▸ Aim of the exercise
Answer these questions about the talking character pipeline page:
(a) What total time per video does it give for the whole pipeline?
(b) How long does creating the character headshot take?
(c) Which voices does it suggest for a male character?

▸ Text extract
★ ★ ★ ★ ★
AgentSkillsCN

talking-character-pipeline

打造完整的唇形同步与字幕联动的口述角色视频制作流程。当您需要创作AI角色视频、口述型虚拟形象、旁白内容,或为社交媒体打造带有配音的角色内容时,可选用此功能。

SKILL.md
--- frontmatter
name: talking-character-pipeline
description: complete workflow to create talking character videos with lipsync and captions. use when creating ai character videos, talking avatars, narrated content, or social media character content with voiceover.
allowed-tools: Read, Bash

talking character pipeline

create professional talking character videos from scratch using the complete varg.ai sdk workflow.

overview

this pipeline combines multiple services to create a fully produced talking character video:

  1. character headshot generation
  2. voiceover synthesis
  3. character animation
  4. lipsync
  5. auto-generated captions
  6. social media optimization

total time: ~4-5 minutes per video

step-by-step workflow

1. create character headshot

bash
bun run service/image.ts soul "professional headshot of a friendly person, studio lighting" true

output: character image url + s3 url
time: ~30 seconds

tip: be specific about character appearance, lighting, and style for best results

2. generate voiceover

bash
bun run service/voice.ts elevenlabs "hello world, this is my character speaking" rachel true

output: media/voice-{timestamp}.mp3 + s3 url
time: ~10 seconds

tip: choose voice that matches character (rachel/bella for female, josh/antoni for male)
★ ★ ★ ★ ★
▸ Information given
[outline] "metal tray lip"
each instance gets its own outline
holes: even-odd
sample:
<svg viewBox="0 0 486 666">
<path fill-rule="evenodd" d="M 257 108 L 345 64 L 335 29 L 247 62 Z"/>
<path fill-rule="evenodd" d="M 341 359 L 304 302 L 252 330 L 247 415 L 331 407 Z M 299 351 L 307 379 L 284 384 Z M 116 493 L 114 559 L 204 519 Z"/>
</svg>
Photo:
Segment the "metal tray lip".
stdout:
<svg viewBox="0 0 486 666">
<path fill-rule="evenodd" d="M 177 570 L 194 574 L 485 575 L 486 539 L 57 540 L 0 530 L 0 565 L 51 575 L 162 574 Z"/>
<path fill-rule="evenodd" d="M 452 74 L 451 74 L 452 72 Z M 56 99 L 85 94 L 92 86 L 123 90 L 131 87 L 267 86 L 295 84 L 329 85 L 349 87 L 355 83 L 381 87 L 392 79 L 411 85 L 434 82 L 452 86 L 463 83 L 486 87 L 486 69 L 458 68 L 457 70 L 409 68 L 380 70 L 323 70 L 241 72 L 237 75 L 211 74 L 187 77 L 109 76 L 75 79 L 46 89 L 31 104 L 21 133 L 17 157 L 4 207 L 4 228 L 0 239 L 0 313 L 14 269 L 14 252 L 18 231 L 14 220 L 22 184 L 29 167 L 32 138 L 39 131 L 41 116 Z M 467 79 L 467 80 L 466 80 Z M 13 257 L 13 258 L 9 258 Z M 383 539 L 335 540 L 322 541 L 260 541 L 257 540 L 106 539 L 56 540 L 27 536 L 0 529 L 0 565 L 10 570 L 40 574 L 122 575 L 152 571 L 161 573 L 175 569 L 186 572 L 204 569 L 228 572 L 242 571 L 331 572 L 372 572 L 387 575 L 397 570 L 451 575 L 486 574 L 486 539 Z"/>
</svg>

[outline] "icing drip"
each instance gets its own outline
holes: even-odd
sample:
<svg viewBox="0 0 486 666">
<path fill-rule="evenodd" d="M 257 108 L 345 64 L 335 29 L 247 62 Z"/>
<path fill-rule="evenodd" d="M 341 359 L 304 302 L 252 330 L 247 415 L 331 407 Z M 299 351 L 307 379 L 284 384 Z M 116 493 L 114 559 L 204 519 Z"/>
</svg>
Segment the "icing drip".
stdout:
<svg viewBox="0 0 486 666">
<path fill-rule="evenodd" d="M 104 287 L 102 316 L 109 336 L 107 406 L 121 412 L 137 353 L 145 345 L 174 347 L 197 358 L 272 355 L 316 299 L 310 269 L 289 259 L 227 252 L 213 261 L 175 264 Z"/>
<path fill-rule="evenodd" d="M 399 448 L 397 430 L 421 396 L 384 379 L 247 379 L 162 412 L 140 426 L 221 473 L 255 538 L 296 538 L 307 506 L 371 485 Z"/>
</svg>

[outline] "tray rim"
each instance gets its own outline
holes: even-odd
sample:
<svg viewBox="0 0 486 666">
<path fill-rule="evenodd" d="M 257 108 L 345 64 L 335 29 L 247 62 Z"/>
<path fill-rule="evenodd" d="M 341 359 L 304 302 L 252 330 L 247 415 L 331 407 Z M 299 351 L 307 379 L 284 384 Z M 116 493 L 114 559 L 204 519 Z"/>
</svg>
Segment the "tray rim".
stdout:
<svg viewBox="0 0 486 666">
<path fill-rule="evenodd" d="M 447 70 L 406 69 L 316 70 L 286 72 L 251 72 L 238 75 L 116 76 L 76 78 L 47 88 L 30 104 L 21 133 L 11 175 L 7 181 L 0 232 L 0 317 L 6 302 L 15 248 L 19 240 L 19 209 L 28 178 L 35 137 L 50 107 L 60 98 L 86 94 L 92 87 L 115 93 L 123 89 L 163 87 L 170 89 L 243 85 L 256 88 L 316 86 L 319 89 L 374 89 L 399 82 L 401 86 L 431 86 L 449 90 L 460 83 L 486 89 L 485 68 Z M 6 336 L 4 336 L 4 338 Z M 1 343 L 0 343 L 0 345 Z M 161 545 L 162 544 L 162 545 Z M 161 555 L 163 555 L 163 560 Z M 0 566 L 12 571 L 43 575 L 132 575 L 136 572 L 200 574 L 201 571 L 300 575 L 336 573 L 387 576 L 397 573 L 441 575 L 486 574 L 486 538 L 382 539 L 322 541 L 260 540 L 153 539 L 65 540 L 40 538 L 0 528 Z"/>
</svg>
★ ★ ★ ★ ★
▸ Final result
(a) About 4–5 minutes per video.
(b) About 30 seconds.
(c) Josh or Antoni.